= EJERCICIO ESCRITO A =
Responde con base en el fragmento proporcionado:
(i) ¿Qué grita desde la copa de un árbol uno de los vejetes locos?
(ii) ¿En qué lugar se sitúa el acto de Mastroianni y Anita Ekbarg?
(iii) ¿Qué animal lleva a bordo el narrador del cuento?

Además, compuso un falso documental de clowns de Italia y su registro de carpa, jitomatazos y albures: hambre decorada con humor y marginalidad de nariz roja, zapato grotesco y piso de aserrín.
Hizo las boas y gorros carmesí de la Gradisca; los besos homosexuales de Petronio y las comilonas del imperio que fundó la cultura occidental; el acto inmortal de Mastroianni y Anita Ekbarg en La Fontana di Trevi; las pesadillas de una mujer abandonada entre los espíritus; la asfixia de un director que busca reencontrar el sombrero de su arte; el delirio polifónico y las molestias laborales de una orquesta anarquista; las conquistas venecianas de un cortesano monigote enmascarado, y tantas cosas.

Narices toscas, ojos descoordinados, dientes podridos, vejetes locos que se suben a un árbol para gritar desde la copa: «¡Yo quiero una mujer!», rumores ensoñados con sonido grabado afuera de la imagen, caballos de tramoya y felpa, autorreferencialidad permanente —la invitación para que nunca se olvide que el mundo es un montaje—, pasillos cubiertos de senos de goma.
Al lamento grisáceo del neorrealismo le correspondieron, así, la renuncia, la embriaguez, el grosor, los epazotes de la exacerbación.

Se hundió la embarcación. El imperio alemán desplegó su prepotencia sobre una Europa disímil, refugiada, migrante, turca.
El aspirado concilio de las naciones quedó roto por la dureza del quepís del káiser.
La física de nuevo, como hace siglos, se impuso sobre la metafísica.
Pero la nave va.
Y el narrador del cuento rema rumbo a su salvación con un rinoceronte a bordo.

= LISTADO PROPORCIONADO =

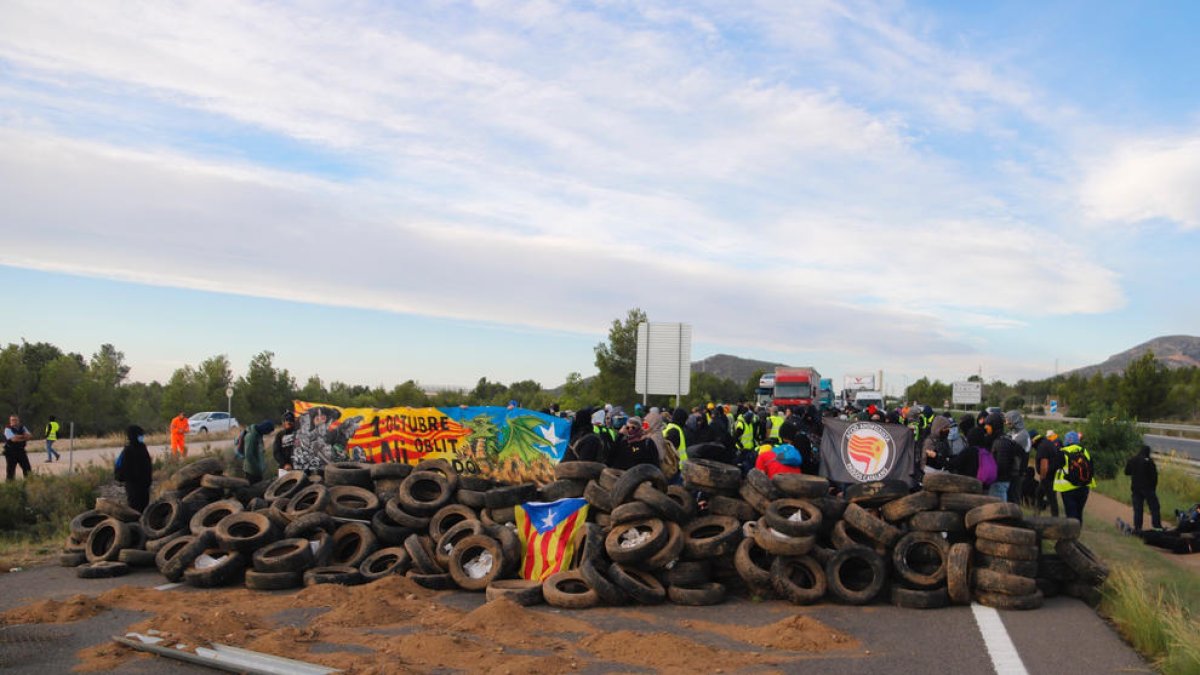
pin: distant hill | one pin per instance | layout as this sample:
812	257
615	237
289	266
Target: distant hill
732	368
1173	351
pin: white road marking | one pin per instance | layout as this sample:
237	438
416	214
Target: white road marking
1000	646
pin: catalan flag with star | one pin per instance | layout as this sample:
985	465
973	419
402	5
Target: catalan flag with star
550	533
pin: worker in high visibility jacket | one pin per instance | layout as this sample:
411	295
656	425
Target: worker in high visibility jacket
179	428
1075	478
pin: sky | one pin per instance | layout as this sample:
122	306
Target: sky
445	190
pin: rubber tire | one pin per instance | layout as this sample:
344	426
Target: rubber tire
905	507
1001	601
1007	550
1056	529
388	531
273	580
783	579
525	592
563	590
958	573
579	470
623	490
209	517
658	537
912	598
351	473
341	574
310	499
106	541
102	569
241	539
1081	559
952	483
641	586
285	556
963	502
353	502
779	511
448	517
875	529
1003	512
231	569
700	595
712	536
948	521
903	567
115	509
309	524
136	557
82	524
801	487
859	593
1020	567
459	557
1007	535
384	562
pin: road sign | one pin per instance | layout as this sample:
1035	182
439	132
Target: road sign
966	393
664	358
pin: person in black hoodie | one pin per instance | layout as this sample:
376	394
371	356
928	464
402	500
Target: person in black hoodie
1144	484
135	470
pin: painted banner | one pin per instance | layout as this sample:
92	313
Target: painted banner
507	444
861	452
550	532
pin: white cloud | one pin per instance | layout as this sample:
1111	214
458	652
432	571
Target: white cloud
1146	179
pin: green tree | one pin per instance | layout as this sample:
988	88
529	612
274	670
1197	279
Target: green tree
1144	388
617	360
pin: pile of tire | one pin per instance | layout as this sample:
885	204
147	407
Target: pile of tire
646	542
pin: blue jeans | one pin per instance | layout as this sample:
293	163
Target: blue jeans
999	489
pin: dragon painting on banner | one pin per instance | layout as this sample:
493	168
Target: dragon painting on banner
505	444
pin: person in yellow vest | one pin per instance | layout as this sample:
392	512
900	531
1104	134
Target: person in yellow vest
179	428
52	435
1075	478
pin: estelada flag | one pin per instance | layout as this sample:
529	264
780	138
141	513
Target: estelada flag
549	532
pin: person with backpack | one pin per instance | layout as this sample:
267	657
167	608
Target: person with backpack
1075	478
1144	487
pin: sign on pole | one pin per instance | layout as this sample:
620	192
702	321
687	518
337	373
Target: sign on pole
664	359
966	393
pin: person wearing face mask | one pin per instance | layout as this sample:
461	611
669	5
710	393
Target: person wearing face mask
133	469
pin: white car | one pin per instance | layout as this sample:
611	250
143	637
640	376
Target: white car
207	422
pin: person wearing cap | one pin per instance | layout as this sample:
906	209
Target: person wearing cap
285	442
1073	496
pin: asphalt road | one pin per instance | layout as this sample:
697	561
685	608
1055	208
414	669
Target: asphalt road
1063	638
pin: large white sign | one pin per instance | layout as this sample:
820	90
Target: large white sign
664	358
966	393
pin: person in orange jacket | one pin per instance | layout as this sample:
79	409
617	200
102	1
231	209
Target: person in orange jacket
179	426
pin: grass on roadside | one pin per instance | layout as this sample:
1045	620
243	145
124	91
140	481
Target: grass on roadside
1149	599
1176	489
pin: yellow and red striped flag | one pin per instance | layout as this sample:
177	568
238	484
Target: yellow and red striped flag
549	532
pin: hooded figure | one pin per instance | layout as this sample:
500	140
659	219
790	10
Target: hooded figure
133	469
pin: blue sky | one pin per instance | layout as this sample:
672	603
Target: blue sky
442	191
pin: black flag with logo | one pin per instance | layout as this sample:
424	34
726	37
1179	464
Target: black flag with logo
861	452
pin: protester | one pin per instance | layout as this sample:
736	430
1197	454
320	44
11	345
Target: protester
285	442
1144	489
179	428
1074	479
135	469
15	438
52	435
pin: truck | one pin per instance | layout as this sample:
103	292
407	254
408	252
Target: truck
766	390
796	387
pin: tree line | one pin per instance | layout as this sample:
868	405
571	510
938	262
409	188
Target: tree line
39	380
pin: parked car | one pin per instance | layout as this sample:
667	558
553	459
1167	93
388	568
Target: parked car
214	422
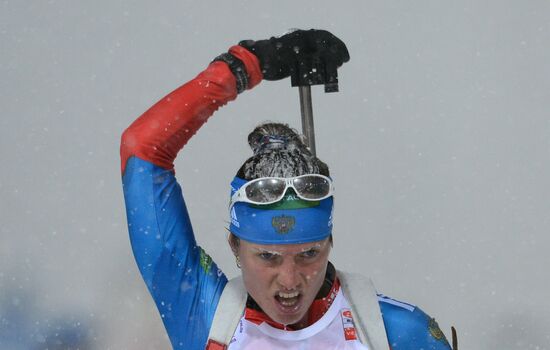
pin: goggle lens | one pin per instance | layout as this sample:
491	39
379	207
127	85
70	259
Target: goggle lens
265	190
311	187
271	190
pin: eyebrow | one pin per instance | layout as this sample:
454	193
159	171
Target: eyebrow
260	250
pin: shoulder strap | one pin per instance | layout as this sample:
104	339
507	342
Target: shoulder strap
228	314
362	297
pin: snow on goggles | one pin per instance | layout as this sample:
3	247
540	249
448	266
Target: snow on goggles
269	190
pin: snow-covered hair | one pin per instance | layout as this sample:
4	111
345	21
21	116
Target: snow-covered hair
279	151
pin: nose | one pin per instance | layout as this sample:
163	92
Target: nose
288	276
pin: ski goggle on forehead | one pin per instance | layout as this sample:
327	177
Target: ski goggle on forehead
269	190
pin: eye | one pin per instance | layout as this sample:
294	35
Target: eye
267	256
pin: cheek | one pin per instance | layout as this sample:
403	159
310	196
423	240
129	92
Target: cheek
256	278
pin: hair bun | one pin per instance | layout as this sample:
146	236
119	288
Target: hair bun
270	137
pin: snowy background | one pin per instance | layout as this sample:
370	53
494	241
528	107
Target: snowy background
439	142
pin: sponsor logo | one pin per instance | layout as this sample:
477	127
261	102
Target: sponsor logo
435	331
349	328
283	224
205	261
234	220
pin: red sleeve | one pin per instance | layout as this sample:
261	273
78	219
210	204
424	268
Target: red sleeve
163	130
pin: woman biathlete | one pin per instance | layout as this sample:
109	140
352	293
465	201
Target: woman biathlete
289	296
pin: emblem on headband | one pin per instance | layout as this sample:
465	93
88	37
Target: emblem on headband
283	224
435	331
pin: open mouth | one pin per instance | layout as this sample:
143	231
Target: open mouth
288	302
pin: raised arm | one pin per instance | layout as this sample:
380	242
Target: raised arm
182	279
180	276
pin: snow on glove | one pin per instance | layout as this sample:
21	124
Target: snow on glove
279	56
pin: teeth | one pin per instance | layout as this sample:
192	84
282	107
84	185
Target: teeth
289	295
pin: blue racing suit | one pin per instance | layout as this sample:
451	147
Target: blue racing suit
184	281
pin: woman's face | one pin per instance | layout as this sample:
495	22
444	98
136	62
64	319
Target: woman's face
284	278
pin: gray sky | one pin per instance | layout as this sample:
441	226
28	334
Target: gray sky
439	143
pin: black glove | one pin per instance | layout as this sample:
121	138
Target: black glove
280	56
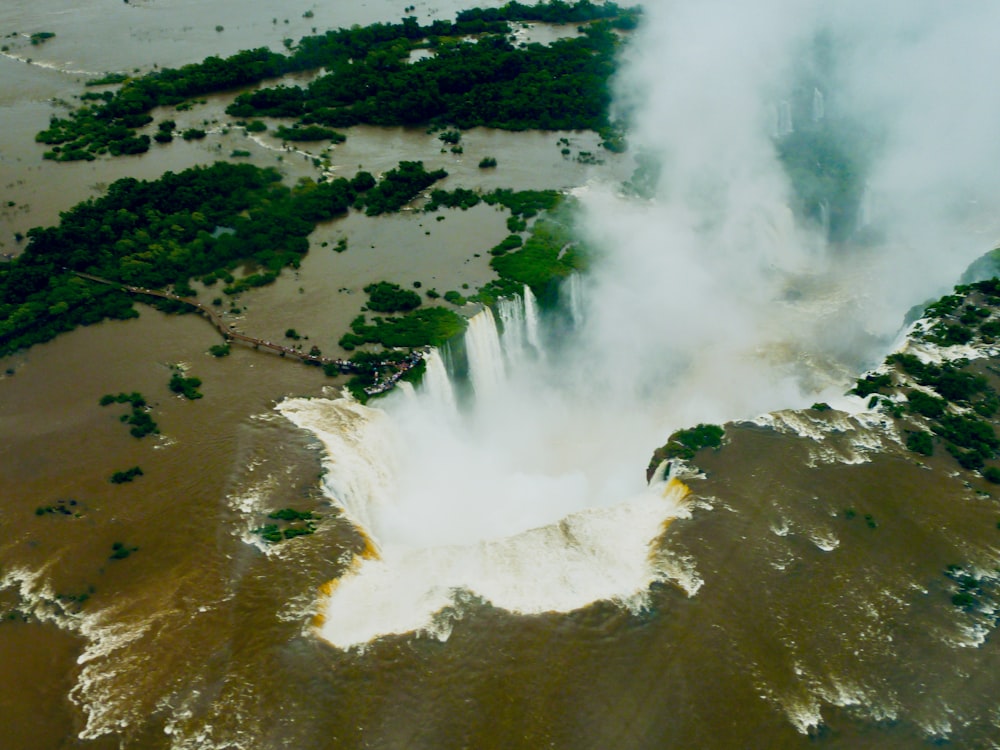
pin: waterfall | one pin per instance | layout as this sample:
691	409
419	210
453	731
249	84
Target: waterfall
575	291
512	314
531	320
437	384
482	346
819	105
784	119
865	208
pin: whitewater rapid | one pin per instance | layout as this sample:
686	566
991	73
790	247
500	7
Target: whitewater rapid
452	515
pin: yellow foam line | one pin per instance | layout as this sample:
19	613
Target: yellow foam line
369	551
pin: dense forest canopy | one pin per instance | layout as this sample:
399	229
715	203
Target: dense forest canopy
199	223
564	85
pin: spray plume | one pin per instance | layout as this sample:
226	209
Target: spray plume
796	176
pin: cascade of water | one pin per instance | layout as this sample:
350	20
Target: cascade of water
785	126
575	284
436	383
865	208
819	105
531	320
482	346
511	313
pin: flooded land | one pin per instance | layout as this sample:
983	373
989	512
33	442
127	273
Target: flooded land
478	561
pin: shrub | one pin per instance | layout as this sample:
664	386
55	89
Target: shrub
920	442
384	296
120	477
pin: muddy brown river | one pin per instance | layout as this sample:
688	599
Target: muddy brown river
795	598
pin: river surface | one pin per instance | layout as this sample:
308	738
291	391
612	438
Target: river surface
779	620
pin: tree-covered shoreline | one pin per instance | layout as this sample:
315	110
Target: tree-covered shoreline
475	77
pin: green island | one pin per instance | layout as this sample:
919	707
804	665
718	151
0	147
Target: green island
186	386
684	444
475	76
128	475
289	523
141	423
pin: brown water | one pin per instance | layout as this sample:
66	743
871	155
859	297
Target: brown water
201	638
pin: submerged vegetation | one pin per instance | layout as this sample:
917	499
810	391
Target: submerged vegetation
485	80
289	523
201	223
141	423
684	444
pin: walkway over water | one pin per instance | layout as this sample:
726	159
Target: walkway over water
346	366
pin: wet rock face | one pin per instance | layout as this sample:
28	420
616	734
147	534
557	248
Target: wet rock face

= EJERCICIO ESCRITO B =
Reporta cada línea del listado que contenga la cadena "pole" y cópiala completa. Se distinguen mayúsculas y minúsculas.

= RESPUESTA DEL EJERCICIO A =
(i) «¡Yo quiero una mujer!»
(ii) En La Fontana di Trevi.
(iii) Un rinoceronte.

= RESPUESTA DEL EJERCICIO B =
pin: sign on pole | one pin per instance | layout as this sample:
Target: sign on pole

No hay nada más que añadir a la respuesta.